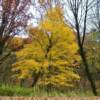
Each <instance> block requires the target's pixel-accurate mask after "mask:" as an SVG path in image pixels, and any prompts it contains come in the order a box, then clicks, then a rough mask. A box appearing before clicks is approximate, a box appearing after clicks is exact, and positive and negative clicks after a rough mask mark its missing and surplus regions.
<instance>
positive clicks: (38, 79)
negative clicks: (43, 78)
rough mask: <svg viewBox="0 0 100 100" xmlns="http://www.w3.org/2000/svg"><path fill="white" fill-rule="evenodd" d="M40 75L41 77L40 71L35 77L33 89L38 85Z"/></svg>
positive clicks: (32, 85) (34, 78)
mask: <svg viewBox="0 0 100 100" xmlns="http://www.w3.org/2000/svg"><path fill="white" fill-rule="evenodd" d="M40 75H41V72H40V71H39V73H38V74H37V75H35V77H34V75H33V77H34V78H33V82H32V87H34V86H35V85H36V84H37V82H38V80H39V78H40Z"/></svg>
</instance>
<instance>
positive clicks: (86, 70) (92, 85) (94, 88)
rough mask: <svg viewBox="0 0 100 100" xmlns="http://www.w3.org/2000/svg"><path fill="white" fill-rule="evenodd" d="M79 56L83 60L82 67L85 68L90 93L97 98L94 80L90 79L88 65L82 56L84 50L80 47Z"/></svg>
mask: <svg viewBox="0 0 100 100" xmlns="http://www.w3.org/2000/svg"><path fill="white" fill-rule="evenodd" d="M80 55H81V58H82V60H83V63H84V66H85V72H86V76H87V78H88V80H89V82H90V84H91V88H92V92H93V94H94V95H95V96H97V91H96V85H95V82H94V79H93V78H92V75H91V73H90V70H89V65H88V62H87V60H86V57H85V54H84V49H83V47H82V45H80Z"/></svg>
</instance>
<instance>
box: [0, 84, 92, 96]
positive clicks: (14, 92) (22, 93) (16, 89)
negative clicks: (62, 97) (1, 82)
mask: <svg viewBox="0 0 100 100" xmlns="http://www.w3.org/2000/svg"><path fill="white" fill-rule="evenodd" d="M0 95H1V96H93V94H92V93H91V92H90V91H85V92H84V91H63V92H61V91H57V90H51V91H46V90H45V89H39V88H37V87H35V88H24V87H19V86H9V85H0Z"/></svg>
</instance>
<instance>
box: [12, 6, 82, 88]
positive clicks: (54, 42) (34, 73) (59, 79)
mask: <svg viewBox="0 0 100 100" xmlns="http://www.w3.org/2000/svg"><path fill="white" fill-rule="evenodd" d="M29 33H30V34H31V35H32V39H33V41H32V43H31V44H27V45H25V47H24V49H22V50H20V51H18V52H16V56H17V59H18V61H17V62H16V63H15V64H14V65H13V70H14V71H19V73H18V75H19V76H20V77H21V78H22V77H24V78H27V77H28V76H30V77H32V74H33V73H34V74H37V73H38V72H41V74H42V76H41V77H40V78H39V79H38V80H39V81H38V83H37V85H49V84H51V85H54V86H73V80H79V79H80V77H79V75H78V74H77V73H76V72H75V68H76V67H78V64H79V62H80V57H79V55H78V45H77V43H76V40H75V34H74V33H73V30H72V29H71V28H70V27H69V26H68V25H66V23H64V21H63V17H62V14H61V9H60V8H58V7H56V8H54V9H52V10H51V11H50V10H48V12H47V14H46V15H45V19H44V20H43V21H42V22H41V23H40V25H39V27H37V28H30V29H29ZM34 77H35V75H34Z"/></svg>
# # #
Instructions to follow: In your copy, repeat the records above exactly and include no images.

Result:
Each <instance> block requires the target's pixel-accurate mask after "mask:" as an SVG path in image pixels, and any prompts it contains come in the order a box, then clicks, then a rough mask. A box appearing before clicks is approximate, a box appearing after clicks is exact, and positive and negative clicks after a rough mask mark its missing and surplus regions.
<instance>
positive clicks: (38, 79)
negative clicks: (43, 78)
rough mask: <svg viewBox="0 0 100 100" xmlns="http://www.w3.org/2000/svg"><path fill="white" fill-rule="evenodd" d="M40 75L41 77L40 71L35 77L33 89L38 85Z"/></svg>
positive clicks: (32, 85) (34, 78)
mask: <svg viewBox="0 0 100 100" xmlns="http://www.w3.org/2000/svg"><path fill="white" fill-rule="evenodd" d="M40 75H41V72H40V71H39V73H38V74H37V75H35V77H34V75H33V77H34V78H33V82H32V87H34V86H35V85H36V84H37V82H38V80H39V78H40Z"/></svg>
</instance>
<instance>
positive clicks: (86, 70) (92, 85) (94, 88)
rough mask: <svg viewBox="0 0 100 100" xmlns="http://www.w3.org/2000/svg"><path fill="white" fill-rule="evenodd" d="M79 56L83 60L82 67L85 68L90 93L97 98L94 80L90 79L88 65L82 56L84 50L80 47Z"/></svg>
mask: <svg viewBox="0 0 100 100" xmlns="http://www.w3.org/2000/svg"><path fill="white" fill-rule="evenodd" d="M80 55H81V58H82V60H83V63H84V66H85V72H86V76H87V78H88V80H89V82H90V84H91V88H92V92H93V94H94V95H95V96H97V91H96V85H95V82H94V79H93V78H92V75H91V73H90V70H89V65H88V62H87V60H86V57H85V54H84V49H83V47H82V45H80Z"/></svg>
</instance>
<instance>
box: [0, 84, 92, 96]
positive clicks: (14, 92) (22, 93) (16, 89)
negative clicks: (62, 97) (1, 82)
mask: <svg viewBox="0 0 100 100" xmlns="http://www.w3.org/2000/svg"><path fill="white" fill-rule="evenodd" d="M0 95H1V96H93V94H92V93H91V92H90V91H85V92H84V91H63V92H61V91H57V90H51V91H46V90H45V89H39V88H37V87H35V88H24V87H19V86H9V85H0Z"/></svg>
</instance>
<instance>
box: [12, 6, 82, 88]
positive clicks: (54, 42) (34, 73) (59, 79)
mask: <svg viewBox="0 0 100 100" xmlns="http://www.w3.org/2000/svg"><path fill="white" fill-rule="evenodd" d="M29 33H30V34H31V35H32V39H33V41H32V43H31V44H27V45H25V47H24V49H22V50H20V51H18V52H16V56H17V59H18V61H17V62H16V63H15V64H14V65H13V70H14V71H19V73H18V75H19V76H20V77H21V78H22V77H24V78H27V77H28V76H30V77H32V74H33V73H34V74H37V73H38V72H41V74H42V76H41V77H40V78H39V79H38V80H39V81H38V83H37V85H49V84H51V85H54V86H73V80H79V79H80V77H79V75H78V74H77V73H76V72H75V68H76V67H78V64H79V62H80V57H79V55H78V45H77V43H76V40H75V34H74V33H73V30H72V29H71V28H70V27H69V26H68V25H66V23H64V21H63V17H62V14H61V9H60V8H58V7H56V8H54V9H52V10H51V11H50V10H48V12H47V14H46V15H45V19H44V20H43V21H42V22H41V23H40V25H39V27H37V28H30V29H29ZM34 77H35V75H34Z"/></svg>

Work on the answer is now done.